### Job
Return every one of the entries below word for word, keeping each line the same.
# Start of Entries shown
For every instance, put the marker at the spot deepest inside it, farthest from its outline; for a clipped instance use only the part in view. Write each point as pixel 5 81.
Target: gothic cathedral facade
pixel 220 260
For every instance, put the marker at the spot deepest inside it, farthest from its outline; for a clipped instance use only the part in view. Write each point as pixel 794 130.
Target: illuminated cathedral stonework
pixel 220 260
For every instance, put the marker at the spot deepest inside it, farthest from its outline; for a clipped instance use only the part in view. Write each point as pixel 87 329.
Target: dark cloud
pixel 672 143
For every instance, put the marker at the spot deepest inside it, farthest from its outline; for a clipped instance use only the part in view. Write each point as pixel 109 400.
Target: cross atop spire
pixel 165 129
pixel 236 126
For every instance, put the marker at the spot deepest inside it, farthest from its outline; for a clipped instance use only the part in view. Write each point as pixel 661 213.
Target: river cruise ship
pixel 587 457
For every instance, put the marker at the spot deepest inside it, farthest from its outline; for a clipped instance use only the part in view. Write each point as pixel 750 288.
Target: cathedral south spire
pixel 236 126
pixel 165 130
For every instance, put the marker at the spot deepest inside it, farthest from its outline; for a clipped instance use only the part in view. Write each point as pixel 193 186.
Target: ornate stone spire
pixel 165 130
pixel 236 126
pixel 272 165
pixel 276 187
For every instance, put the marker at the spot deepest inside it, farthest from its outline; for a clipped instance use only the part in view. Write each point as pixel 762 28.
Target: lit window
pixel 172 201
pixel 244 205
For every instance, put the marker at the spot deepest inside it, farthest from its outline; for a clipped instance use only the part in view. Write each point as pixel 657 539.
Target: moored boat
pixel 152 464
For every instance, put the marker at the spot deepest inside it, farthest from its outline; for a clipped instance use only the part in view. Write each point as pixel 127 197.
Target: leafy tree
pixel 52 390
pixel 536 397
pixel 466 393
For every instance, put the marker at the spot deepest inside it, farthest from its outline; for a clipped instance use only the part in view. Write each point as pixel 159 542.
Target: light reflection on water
# End of Entries shown
### Full response
For every instance, put the marker at the spot deepest inside it, farthest from its outline; for a clipped instance use only the part in view. Write each point as pixel 5 81.
Target: gothic cathedral facade
pixel 220 260
For every instance, put the marker at the spot deepest inside it, farthest from its outline; for a clipped instance use only the part in view. Write each point as pixel 794 130.
Target: illuminated cathedral stonework
pixel 220 260
For every instance, put the marker at the spot deepest inside it, farthest from its outline; for a clipped instance use only the part in view. Write each point as pixel 87 329.
Target: dark cloud
pixel 672 143
For every instance, put the marker at the spot deepest inside it, farthest from its outline; for a clipped instance use only the part in view. Write each point as pixel 109 400.
Target: cross atop spire
pixel 165 129
pixel 236 126
For every instance, put the marker at the spot deepest inside it, farthest from its outline; for a clipped instance use only the part in view. Write each point as pixel 661 213.
Target: river cruise ship
pixel 587 457
For every instance, put the marker at the spot deepest inside it, farthest from its outline; for a clipped instance use only the part in view. Write each point as pixel 750 288.
Target: cathedral south spire
pixel 236 126
pixel 165 130
For every instance, put the marker at the spot deepest inside it, farthest from its outline; for a clipped instance use only the part in view. Write each point as pixel 193 186.
Target: ornate stone spire
pixel 165 130
pixel 236 126
pixel 272 165
pixel 276 187
For every instance, put the marker at the spot deepest inside it, farthest from its outline; for a clipped instance use only the part in view. Write each point as pixel 762 28.
Target: lit window
pixel 172 201
pixel 244 205
For every instance, put the marker at the spot deepest inside it, farthest from its outline; for a clipped instance use only the part in view. Write each point as pixel 657 539.
Target: moored boat
pixel 152 464
For every instance, put the marker at the spot deepest inside it, farthest from its outline; for a clipped instance use only the part in view. Write each point as pixel 127 197.
Target: leafy tree
pixel 52 390
pixel 536 397
pixel 466 393
For every instance, put the marker at the spot deepest inside it, farthest from its outline; for a clipped instance use only the part in view. Write each point as pixel 159 542.
Target: light reflection on water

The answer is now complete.